# Passage to read:
:::

Academic self-concept

Students’ academic self-concept (ASELF) was assessed with eleven items from the Austrian study on educational well-being (Eder 2007; e.g., “I learn things quickly”). The items were formulated in a general way, independent of subject matter. Students were asked to rate these items using a four-point response format ranging from 1 (strongly disagree) to 4 (strongly agree).

Grit

In order to measure students’ perseverance and passion for long-term goals, the BISS scale (Beharrlichkeit und beständiges Interesse Skala, Fleckenstein et al. 2014) was used. The German BISS scale is based on the original English version from Duckworth and colleagues (Duckworth et al. 2007) and was validated for German-speaking teacher students (Fleckenstein et al. 2014). The scale comprises 12 items. Six items reflect passion for long-term goals (GRITG, e.g., “New ideas and projects sometimes distract me from previous ones”). Some of them are inversely formulated and were recoded prior to statistical analyses. Another six items pertain to students’ perseverance (GRITP, e.g., “I am diligent”).

Results

Does test motivation represent a trait- or state-like construct?

The latent state-trait models for the two test motivation dimensions show a good model fit (VALUE: CFI 0.972, RMSEA 0.034, SRMR 0.058; EFFOR: CFI 0.946, RMSEA 0.044, SRMR 0.060).Footnote 2 For both constructs, consistency and occasion-specificity (see Table 2) indicate that about 30% (on average) of the observed variability in students’ response patterns represent inter-individual variation and thus are likely to be explained by trait-like personal dispositions. In contrast, about 23% (on average) represent intra-individual variation and thus are likely to be explained by state-like student × situation-interactions.

:::

# Directive 1:
List every heading that appears in the passage on student self-concept and grit.
# Directive 2:
Reproduce the passage on student self-concept and grit, starting with "Students’ academic self-concept" and going on through "4 (strongly agree).".
# Directive 3:
Carry the passage on student self-concept and grit forward from its last sentence.

:::

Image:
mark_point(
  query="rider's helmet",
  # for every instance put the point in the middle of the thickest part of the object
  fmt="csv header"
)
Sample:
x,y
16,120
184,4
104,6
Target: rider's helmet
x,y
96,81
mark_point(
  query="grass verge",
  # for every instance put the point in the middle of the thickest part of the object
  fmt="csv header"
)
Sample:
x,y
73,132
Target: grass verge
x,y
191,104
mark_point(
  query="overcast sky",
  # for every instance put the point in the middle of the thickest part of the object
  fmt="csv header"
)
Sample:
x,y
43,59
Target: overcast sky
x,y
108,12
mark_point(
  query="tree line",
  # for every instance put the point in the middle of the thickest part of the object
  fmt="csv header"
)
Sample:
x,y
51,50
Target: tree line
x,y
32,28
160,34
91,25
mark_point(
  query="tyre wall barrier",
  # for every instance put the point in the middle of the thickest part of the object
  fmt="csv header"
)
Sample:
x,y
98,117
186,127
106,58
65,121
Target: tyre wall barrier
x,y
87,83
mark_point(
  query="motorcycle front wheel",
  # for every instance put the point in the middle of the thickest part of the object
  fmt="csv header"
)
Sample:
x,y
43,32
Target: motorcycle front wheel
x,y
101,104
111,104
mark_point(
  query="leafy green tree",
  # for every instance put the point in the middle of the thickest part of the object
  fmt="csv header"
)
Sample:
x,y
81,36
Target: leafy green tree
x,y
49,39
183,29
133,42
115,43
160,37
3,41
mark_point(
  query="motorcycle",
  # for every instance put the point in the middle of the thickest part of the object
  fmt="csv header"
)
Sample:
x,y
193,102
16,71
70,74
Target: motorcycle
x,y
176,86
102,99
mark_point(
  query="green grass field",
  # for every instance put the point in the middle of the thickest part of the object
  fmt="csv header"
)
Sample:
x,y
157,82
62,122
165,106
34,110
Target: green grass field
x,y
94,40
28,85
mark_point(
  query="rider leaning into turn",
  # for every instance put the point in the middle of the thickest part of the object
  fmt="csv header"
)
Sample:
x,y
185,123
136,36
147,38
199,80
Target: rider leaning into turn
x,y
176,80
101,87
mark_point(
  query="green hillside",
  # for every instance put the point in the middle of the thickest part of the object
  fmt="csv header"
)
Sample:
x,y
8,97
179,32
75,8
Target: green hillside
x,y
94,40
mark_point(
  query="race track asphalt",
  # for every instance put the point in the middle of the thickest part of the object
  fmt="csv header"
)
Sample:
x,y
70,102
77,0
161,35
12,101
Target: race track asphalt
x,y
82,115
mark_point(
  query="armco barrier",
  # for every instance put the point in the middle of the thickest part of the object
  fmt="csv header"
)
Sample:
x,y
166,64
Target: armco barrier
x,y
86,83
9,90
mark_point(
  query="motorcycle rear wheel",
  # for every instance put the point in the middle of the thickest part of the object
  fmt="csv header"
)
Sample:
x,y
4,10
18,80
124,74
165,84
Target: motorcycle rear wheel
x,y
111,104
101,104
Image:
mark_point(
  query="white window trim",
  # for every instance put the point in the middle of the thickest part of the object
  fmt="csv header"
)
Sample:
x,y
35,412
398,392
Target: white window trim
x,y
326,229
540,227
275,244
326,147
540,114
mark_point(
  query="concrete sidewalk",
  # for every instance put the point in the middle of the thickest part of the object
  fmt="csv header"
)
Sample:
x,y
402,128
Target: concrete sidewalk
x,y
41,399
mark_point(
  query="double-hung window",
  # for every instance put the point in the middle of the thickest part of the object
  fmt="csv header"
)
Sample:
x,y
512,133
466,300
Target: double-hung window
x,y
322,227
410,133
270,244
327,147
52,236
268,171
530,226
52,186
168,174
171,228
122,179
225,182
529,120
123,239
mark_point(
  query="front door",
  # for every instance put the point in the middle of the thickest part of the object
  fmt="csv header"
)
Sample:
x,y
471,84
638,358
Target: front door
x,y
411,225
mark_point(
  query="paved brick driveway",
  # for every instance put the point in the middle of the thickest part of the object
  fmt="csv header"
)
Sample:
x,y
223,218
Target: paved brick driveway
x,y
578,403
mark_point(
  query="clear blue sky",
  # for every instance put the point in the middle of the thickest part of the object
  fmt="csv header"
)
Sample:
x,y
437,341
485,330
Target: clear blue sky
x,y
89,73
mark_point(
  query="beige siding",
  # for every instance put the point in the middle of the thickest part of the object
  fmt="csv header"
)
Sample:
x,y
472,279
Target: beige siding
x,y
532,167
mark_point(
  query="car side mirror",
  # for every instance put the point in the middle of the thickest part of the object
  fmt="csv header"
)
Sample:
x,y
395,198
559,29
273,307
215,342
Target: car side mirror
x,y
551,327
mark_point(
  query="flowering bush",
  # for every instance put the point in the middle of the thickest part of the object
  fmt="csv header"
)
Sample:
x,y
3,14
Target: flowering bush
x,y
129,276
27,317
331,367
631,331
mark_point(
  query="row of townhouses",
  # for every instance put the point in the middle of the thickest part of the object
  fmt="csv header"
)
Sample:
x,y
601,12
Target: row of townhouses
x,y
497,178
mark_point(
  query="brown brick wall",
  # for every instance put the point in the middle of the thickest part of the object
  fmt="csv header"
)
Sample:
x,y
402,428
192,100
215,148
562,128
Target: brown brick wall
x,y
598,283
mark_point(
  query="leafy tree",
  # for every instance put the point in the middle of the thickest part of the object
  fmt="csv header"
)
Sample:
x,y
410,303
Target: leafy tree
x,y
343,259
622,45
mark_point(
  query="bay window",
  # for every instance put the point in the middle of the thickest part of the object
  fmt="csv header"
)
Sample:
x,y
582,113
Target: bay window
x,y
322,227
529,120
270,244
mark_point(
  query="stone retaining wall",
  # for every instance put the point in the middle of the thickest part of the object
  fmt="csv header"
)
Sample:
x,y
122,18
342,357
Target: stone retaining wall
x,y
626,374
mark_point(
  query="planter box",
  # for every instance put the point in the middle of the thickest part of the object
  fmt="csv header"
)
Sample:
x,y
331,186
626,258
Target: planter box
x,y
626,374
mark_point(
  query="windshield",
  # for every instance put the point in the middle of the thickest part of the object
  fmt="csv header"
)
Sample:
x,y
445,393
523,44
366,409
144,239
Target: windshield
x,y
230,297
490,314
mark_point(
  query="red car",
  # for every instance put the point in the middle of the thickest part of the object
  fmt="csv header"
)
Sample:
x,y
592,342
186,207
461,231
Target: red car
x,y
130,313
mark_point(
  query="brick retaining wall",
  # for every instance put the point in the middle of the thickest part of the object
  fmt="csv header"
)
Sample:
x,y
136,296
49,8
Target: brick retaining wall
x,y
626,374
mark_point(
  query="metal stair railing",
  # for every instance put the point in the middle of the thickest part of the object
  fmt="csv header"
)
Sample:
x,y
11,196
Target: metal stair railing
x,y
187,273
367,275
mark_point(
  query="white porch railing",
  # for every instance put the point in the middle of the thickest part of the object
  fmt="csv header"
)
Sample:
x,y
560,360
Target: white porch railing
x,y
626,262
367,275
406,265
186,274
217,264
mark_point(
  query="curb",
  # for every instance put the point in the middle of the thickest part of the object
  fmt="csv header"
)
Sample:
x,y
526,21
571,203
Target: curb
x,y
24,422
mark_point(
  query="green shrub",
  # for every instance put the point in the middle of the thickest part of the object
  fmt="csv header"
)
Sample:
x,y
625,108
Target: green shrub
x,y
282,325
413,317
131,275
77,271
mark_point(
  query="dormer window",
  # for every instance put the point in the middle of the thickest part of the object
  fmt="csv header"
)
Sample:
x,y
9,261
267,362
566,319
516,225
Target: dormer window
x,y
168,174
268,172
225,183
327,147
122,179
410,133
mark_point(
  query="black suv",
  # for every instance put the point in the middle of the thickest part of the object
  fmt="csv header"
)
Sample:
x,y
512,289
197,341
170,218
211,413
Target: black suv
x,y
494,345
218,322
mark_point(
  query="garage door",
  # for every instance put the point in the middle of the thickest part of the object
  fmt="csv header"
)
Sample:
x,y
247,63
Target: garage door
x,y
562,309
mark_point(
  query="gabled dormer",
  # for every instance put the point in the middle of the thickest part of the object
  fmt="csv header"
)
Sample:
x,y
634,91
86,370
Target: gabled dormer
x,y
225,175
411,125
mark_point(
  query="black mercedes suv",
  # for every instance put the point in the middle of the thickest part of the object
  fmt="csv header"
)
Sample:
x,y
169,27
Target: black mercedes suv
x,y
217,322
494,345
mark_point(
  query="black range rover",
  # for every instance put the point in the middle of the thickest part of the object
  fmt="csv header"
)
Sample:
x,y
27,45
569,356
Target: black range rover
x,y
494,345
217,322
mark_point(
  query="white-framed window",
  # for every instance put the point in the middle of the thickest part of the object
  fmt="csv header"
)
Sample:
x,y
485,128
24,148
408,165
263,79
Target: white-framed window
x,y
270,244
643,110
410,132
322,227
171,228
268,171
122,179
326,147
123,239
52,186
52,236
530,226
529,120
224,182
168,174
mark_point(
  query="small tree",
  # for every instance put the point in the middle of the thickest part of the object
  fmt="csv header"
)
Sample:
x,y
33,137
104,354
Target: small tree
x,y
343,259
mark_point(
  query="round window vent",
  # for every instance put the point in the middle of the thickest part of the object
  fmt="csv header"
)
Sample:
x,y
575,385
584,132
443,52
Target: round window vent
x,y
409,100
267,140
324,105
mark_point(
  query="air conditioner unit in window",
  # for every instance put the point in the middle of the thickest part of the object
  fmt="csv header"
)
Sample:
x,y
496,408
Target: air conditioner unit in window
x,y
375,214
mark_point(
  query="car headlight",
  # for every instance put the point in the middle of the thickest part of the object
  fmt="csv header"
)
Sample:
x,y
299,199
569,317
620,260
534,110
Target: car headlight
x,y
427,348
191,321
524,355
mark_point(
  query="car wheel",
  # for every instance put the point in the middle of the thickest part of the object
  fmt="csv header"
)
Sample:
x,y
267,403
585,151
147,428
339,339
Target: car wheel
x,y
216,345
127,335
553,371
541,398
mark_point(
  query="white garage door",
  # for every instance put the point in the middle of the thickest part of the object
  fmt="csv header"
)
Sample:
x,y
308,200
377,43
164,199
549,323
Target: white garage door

:::

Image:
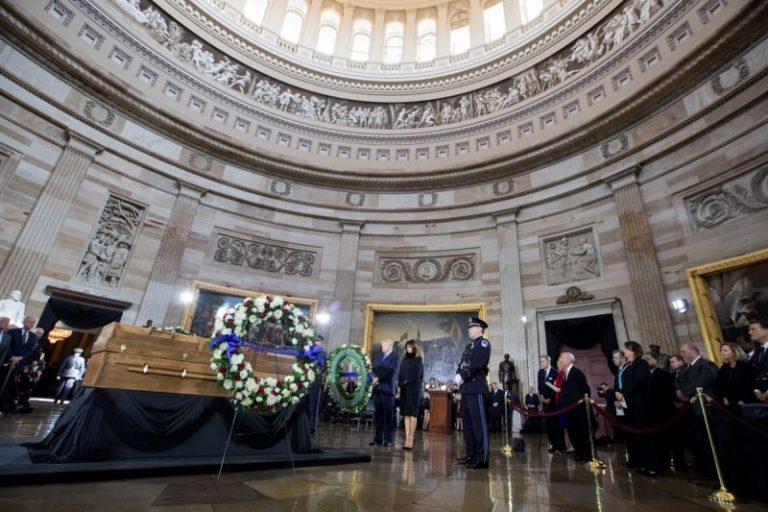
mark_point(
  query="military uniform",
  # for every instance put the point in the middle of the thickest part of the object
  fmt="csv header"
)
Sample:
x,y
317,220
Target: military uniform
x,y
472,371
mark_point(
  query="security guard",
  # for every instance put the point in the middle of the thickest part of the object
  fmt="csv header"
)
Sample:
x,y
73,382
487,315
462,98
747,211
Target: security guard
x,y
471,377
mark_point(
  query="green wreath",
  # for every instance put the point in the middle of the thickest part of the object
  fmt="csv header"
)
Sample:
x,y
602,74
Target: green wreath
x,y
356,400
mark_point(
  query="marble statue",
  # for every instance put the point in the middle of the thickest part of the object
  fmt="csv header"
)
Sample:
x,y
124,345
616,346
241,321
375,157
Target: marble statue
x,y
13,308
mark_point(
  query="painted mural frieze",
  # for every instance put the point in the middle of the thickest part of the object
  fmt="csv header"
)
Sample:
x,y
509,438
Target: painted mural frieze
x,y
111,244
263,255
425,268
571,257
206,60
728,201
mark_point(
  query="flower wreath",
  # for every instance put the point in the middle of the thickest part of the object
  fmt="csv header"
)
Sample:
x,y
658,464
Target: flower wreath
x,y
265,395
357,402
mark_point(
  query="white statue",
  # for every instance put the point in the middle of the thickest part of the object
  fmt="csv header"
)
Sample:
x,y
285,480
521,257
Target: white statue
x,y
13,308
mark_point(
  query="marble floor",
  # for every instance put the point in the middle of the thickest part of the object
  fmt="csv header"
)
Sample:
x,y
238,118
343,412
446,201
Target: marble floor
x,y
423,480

:::

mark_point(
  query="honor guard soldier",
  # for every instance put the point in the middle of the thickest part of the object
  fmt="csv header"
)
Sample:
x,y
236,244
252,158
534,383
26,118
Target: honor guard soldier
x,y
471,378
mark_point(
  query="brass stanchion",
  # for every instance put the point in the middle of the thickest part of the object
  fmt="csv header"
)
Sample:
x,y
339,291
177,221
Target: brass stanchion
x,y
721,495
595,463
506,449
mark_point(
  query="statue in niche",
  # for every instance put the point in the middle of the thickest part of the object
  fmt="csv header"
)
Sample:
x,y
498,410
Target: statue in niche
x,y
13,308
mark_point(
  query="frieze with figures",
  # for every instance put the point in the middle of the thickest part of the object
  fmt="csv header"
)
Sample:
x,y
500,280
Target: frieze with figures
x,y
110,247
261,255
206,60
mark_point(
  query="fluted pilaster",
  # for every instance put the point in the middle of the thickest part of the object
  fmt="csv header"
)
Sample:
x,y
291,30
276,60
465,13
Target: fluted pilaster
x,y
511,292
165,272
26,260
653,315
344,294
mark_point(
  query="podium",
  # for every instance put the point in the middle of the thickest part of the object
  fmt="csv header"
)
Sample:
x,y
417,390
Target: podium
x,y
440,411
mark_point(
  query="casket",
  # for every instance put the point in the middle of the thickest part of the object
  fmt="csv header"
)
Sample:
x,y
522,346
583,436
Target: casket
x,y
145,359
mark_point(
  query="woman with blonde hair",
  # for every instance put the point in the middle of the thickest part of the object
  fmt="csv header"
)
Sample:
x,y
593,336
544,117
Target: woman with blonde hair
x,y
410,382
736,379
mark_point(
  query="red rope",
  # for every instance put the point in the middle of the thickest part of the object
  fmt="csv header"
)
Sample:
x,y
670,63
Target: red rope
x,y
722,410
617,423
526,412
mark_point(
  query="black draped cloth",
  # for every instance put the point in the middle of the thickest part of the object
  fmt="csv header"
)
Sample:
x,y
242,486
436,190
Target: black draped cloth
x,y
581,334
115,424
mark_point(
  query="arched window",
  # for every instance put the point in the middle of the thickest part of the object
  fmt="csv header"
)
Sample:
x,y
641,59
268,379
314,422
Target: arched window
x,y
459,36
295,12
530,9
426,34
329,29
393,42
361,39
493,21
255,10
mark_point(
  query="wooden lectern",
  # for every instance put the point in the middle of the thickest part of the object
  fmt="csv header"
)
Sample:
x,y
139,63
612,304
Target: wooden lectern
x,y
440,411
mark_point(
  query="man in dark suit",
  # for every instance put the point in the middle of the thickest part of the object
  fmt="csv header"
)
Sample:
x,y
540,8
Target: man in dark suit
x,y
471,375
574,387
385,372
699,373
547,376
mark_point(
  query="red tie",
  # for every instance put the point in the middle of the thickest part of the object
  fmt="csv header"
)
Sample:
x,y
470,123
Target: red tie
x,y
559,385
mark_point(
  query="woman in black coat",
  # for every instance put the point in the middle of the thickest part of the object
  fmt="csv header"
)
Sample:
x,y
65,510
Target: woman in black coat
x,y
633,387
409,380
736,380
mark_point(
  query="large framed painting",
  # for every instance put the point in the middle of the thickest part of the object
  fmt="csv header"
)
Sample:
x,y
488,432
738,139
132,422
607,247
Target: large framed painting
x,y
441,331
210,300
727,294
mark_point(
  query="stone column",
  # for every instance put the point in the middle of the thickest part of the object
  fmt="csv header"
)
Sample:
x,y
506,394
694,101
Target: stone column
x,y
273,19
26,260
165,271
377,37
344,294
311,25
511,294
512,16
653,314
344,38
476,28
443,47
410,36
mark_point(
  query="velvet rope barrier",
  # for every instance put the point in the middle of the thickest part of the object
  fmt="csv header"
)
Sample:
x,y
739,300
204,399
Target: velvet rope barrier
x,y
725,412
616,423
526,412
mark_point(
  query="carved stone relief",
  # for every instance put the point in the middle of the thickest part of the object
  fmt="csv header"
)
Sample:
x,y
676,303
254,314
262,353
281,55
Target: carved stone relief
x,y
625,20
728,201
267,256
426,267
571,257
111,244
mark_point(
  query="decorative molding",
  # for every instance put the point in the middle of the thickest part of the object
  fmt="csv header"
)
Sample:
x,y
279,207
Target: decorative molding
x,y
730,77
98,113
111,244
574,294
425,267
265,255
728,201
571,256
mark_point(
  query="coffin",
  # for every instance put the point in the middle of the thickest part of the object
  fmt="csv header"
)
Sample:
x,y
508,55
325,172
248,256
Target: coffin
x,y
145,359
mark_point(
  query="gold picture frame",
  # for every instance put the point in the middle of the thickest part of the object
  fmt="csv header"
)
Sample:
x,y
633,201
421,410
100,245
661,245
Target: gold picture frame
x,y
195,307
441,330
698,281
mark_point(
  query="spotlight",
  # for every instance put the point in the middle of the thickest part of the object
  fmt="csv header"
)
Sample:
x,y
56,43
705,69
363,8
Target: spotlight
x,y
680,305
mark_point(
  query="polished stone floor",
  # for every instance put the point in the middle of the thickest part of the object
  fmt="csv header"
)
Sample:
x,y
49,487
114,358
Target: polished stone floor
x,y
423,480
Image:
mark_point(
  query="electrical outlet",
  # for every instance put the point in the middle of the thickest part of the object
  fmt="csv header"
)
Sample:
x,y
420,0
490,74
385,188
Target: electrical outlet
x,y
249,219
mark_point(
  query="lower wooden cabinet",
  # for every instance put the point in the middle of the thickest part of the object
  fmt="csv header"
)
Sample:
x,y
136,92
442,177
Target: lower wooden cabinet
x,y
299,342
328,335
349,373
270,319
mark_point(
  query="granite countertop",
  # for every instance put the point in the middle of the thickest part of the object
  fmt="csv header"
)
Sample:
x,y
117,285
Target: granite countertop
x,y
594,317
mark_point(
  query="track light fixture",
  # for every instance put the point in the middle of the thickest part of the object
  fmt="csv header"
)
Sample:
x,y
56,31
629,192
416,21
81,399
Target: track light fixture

:::

# Exercise result 1:
Academic self-concept
Grit
Results
Does test motivation represent a trait- or state-like construct?

# Exercise result 2:
Students’ academic self-concept (ASELF) was assessed with eleven items from the Austrian study on educational well-being (Eder 2007; e.g., “I learn things quickly”). The items were formulated in a general way, independent of subject matter. Students were asked to rate these items using a four-point response format ranging from 1 (strongly disagree) to 4 (strongly agree).

# Exercise result 3:
Table 2 Consistency and occasion-specificity of the two test motivation constructs

To which extent are trait- and state-like components of test motivation associated with students’ psychological characteristics?

Table 3 lists the results from bivariate analyses. The table as well as the following passages are subdivided by the two dimensions of test motivation, value and effort. For both dimensions, the models show a satisfying fit.Footnote 3

Table 3 Model fit and parameter estimates of the bivariate “butterfly” models

VALUE

As expected, substantial amounts of stable inter-individual differences in value attributions to test situations can be explained by students’ achievement motivation (ACMOT, β_t = 0.385, p = 0.001) and each of the self-determined types of behavioural regulation (INTRI, β_t = 0.370, p < 0.001; IDENT, β_t = 0.344, p < 0.005; INTRO, β_t = 0.334, p < 0.001). With regard to the state-like components, medium to large associations appear with self-determined types of behavioural regulation (INTRI, β_s11 = 0.195, p = 0.013; β_s12 = 0.297, p = 0.003; INTRO, β_s11 = 0.512, p < 0.001; β_s12 = 0.295, p = 0.017), academic self-concept (ASELF, β_s11 = 0.241, p = 0.046) as well as achievement motivation (ACMOT, β_s11 = 0.439, p < 0.001). Surprisingly, at grade 11, students’ passion for long term goals negatively predicts students’ state-like component of the value dimension of test motivation (GRITG, β_s11 = − 0.543, p = 0.025).

EFFOR

With regard to the trait-like components, the findings for students’ self-reported effort in the test situation (EFFOR) reveal a quite similar picture, which also conforms to our theoretical arguments. Students’ effort is significantly predicted by students’ self-determined behavioural regulation (INTRI, β_t = 0.296, p < 0.001; IDENT, β_t = 0.386, p = 0.001; INTRO, β_t = 0.342, p < 0.001) and their achievement motivation (ACMOT, β_t = 0.256, p = 0.025). Additionally and contrary to the value dimension, students’ perseverance also predicts the trait-like component of effort over test situations (GRITP, β_t = 0.481, p = 0.002). However, in contrast to the value dimension, no significant associations between the state-like components of EFFOR and the state-like components of the predictors appear.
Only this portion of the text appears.